- _Stated goal_:
Reproduce every entry exactly.

- _Position identification records_:
▶

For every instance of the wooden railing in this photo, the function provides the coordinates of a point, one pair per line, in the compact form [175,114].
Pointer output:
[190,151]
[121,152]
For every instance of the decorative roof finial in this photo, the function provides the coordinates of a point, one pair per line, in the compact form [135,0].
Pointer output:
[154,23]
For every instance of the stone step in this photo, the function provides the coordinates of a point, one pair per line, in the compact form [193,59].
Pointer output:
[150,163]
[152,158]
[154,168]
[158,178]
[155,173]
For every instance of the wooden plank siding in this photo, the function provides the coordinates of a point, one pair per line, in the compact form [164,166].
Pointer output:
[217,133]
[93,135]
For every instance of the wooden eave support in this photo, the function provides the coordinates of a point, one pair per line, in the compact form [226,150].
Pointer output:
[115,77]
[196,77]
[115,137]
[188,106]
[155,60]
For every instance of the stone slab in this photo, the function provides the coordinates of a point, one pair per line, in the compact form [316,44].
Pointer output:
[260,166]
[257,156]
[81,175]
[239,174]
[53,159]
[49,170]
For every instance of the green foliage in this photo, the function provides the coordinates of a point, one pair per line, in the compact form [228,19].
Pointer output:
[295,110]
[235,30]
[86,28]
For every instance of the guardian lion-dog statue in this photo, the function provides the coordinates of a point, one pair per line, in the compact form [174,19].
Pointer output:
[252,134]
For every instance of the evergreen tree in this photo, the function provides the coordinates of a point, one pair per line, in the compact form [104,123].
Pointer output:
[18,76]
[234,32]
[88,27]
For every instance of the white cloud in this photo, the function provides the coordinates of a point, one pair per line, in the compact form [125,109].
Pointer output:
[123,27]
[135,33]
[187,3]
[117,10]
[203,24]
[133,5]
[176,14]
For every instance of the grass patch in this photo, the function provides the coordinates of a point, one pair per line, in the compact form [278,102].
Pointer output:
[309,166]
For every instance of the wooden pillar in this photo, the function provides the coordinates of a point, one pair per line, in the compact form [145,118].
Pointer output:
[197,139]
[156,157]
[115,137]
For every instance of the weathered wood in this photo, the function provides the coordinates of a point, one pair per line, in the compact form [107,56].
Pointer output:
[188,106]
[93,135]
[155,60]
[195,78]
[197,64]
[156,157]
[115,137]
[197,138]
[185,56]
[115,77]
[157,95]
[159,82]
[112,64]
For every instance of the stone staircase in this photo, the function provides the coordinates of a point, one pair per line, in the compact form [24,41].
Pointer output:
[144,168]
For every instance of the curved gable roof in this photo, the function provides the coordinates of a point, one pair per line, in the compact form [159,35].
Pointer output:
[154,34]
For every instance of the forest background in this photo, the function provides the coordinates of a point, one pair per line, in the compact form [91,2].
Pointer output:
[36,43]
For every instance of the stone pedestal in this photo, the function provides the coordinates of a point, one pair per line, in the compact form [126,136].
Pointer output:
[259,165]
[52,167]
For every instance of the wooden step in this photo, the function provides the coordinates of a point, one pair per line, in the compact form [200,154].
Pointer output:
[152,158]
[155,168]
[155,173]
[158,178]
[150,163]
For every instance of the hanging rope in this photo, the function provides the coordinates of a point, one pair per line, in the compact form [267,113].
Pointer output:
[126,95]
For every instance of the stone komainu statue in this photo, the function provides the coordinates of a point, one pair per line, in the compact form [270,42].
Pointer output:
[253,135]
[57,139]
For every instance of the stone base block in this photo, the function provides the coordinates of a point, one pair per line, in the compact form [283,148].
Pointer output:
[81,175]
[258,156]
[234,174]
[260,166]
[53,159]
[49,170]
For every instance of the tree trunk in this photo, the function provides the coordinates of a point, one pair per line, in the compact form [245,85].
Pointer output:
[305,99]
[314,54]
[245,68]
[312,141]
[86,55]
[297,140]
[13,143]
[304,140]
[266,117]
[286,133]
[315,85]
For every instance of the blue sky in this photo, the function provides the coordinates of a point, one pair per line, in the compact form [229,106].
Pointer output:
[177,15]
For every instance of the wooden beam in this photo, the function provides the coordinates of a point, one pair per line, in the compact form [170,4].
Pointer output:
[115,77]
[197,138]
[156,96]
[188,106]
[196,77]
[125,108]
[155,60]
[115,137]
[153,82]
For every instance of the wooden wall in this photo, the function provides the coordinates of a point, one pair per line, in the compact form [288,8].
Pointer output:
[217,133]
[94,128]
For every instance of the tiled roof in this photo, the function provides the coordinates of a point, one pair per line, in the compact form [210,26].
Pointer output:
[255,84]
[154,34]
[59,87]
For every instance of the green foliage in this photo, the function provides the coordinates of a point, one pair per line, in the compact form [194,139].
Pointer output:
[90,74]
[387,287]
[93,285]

◀

- _Exercise response_:
For every instance of the wooden railing in this photo, the function provides the coordinates of a point, one pair per line, in the compact form [175,114].
Pointer output:
[190,151]
[121,152]
For every instance of the decorative roof finial in this photo, the function provides the coordinates of a point, one pair per line, in the compact form [135,0].
Pointer output:
[154,23]
For every instance of the stone step in this photo, the function provides the coordinates of a point, one pair per line, in the compact form [193,59].
Pointer output:
[150,163]
[152,158]
[154,168]
[158,178]
[155,173]
For every instance of the wooden plank siding in this photo, the function provides the coordinates of a point, one pair per line, in the compact form [164,166].
Pointer output:
[217,133]
[93,135]
For every instance of the wooden eave support in this photo, the function provides the coordinates of a point, one pair per line, in the compact form [226,150].
Pointer output:
[115,77]
[196,77]
[115,137]
[188,106]
[155,60]
For every instance of the stone slab in this photo, the function provides the coordinates of a point, one pair per line, in the compact form [316,44].
Pointer output:
[260,166]
[257,156]
[81,175]
[239,174]
[53,159]
[49,170]
For every instance of the green foliage in this photo, the function provides the coordinates of a point, one pair per line, in the compact form [228,19].
Pointer output:
[295,110]
[235,30]
[86,28]
For every instance of the guardian lion-dog statue in this photo, the function provides the coordinates of a point, one pair per line, in the compact form [174,19].
Pointer output:
[252,134]
For every instance of the evergreen tree in this photo, the function provides the coordinates of a point, one pair per line, in the compact form [104,123].
Pointer output:
[18,76]
[234,32]
[88,27]
For every instance of the white cloud in this photo, the function provides the coordinates of a point, one pair per line, in the compact form [125,109].
Pointer output:
[123,27]
[135,33]
[187,3]
[117,10]
[203,24]
[133,5]
[176,14]
For every instance of the grass patch in this photo, the function provides the coordinates of a point, one pair per line, in the compact form [278,102].
Pointer output:
[309,166]
For every instance of the wooden pillar in this photo, the function provides the coordinates of a point, one pair per line, in the compact form [145,118].
Pointer output:
[197,139]
[156,157]
[115,137]
For every instance of the weathered wood in this photo, the function provides the coordinates of a point, one pair per line, in the compact form [107,56].
Pointer output:
[188,106]
[93,135]
[155,60]
[195,78]
[197,64]
[156,157]
[115,137]
[197,138]
[185,56]
[115,77]
[157,95]
[159,82]
[112,64]
For every instance of the stone staircase in this photo, the function provides the coordinates of a point, one pair per line, in the compact form [24,41].
Pointer output:
[144,168]
For every instance of the curved gable roof in this photo, the function provides the coordinates of a point, one pair per line, in the compact form [159,35].
Pointer output:
[154,34]
For every instance of the forest background in this photo, the function provides the coordinates of a point, one pair per line, in the compact form [91,2].
Pointer output:
[36,43]
For every instance of the stone pedestal in this photo, the function provides the coordinates of a point, one pair per line, in the compact form [126,136].
Pointer output:
[259,165]
[52,167]
For every instance of the wooden step in this photo, the function provides the coordinates of a point, one pair per line, in the compact form [200,154].
Pointer output:
[152,158]
[155,168]
[155,173]
[158,178]
[150,163]
For every instance of the hanging rope in this photo, the function provides the coordinates of a point, one pair per line, in the compact form [267,113].
Pointer output:
[126,95]
For every instance of the stone komainu statue in this photo, the function provides the coordinates of a point, one pair per line, in the compact form [270,42].
Pointer output:
[253,135]
[57,139]
For every instance of the stone base block in this photo, the function provides the coordinates of a point, one pair per line, in the compact form [283,148].
Pointer output:
[81,175]
[258,156]
[234,174]
[260,166]
[53,159]
[49,170]
For every instance of the tree trunk in this photo, the function provides the coordinates of a point, one pair per line, in the compact form [245,85].
Pointer output:
[305,99]
[314,54]
[245,68]
[312,141]
[86,55]
[297,140]
[13,143]
[304,140]
[266,117]
[286,133]
[315,85]
For every instance of the blue sky in this photo, the function provides the coordinates of a point, one pair per line, in the compact form [229,106].
Pointer output:
[177,15]
For every instance of the wooden beam in this photo, the function provides the coordinates of a point, one pair per line, in the compact form [170,4].
Pointer output:
[115,77]
[197,138]
[156,96]
[188,106]
[196,77]
[125,108]
[155,60]
[115,137]
[153,82]
For every instance of the wooden wall in this photo, the function provides the coordinates of a point, one pair per line, in the compact form [288,8].
Pointer output:
[217,133]
[94,128]
For every instance of the tiled roof in this photo, the function provides the coordinates of a point, one pair per line, in the compact form [210,26].
Pointer output:
[255,84]
[154,34]
[59,87]
For every instance of the green foliage in this photo, the function provides the coordinates of a point, one pair per line, in the compact form [194,139].
Pointer output:
[90,74]
[387,287]
[93,285]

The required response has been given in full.